Return, without any changes, the lines below from the line containing "Would you mind pinning the cloud" through the last line.

* START Records provided *

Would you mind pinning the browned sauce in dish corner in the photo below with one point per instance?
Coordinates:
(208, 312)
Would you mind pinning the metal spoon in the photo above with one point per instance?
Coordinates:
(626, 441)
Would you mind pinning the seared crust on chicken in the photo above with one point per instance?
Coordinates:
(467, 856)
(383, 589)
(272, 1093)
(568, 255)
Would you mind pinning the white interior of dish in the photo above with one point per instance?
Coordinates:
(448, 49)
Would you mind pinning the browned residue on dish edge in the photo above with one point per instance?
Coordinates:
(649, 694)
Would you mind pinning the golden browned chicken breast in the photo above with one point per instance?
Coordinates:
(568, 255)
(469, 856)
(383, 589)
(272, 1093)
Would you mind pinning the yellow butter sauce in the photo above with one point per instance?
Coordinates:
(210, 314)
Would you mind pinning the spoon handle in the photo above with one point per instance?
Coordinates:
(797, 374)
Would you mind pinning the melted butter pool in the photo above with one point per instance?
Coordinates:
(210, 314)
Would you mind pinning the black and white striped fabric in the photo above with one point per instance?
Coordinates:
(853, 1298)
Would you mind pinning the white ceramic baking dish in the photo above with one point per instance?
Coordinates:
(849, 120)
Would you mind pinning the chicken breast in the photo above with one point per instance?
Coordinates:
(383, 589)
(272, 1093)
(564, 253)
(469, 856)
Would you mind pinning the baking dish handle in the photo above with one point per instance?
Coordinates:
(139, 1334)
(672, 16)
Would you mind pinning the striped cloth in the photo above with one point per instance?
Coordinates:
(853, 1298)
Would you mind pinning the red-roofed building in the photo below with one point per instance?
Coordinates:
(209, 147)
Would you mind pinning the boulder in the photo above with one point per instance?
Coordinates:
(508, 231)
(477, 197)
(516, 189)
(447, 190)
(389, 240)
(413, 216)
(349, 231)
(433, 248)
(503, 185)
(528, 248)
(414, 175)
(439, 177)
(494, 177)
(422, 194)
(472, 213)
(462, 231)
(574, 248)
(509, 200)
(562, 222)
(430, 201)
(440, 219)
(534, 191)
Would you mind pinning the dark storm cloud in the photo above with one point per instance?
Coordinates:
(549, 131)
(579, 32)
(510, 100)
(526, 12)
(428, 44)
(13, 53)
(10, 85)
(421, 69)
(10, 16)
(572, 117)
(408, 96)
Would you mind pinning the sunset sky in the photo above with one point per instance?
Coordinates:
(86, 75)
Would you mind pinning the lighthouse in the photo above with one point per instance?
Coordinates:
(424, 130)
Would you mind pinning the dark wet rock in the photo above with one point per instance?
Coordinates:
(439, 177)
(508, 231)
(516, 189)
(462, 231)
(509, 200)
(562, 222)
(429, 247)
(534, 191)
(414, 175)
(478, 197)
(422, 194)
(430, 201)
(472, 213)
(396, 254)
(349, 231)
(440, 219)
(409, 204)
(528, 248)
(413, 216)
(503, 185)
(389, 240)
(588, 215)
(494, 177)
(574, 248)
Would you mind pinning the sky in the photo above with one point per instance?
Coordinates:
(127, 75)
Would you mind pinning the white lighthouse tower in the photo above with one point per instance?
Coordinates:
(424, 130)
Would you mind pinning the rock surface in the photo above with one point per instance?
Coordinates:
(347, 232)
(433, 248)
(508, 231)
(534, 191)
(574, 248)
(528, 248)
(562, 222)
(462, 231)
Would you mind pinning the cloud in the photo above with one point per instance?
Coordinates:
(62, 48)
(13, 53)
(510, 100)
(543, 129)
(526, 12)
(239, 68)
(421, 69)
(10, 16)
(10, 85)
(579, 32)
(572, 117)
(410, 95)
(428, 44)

* END Records provided *

▸ Complete response:
Would you mind pinning the cloud in the photo above with one point per instance?
Coordinates:
(62, 48)
(13, 53)
(510, 100)
(543, 129)
(526, 12)
(239, 68)
(421, 69)
(10, 16)
(10, 85)
(579, 32)
(572, 117)
(410, 95)
(428, 44)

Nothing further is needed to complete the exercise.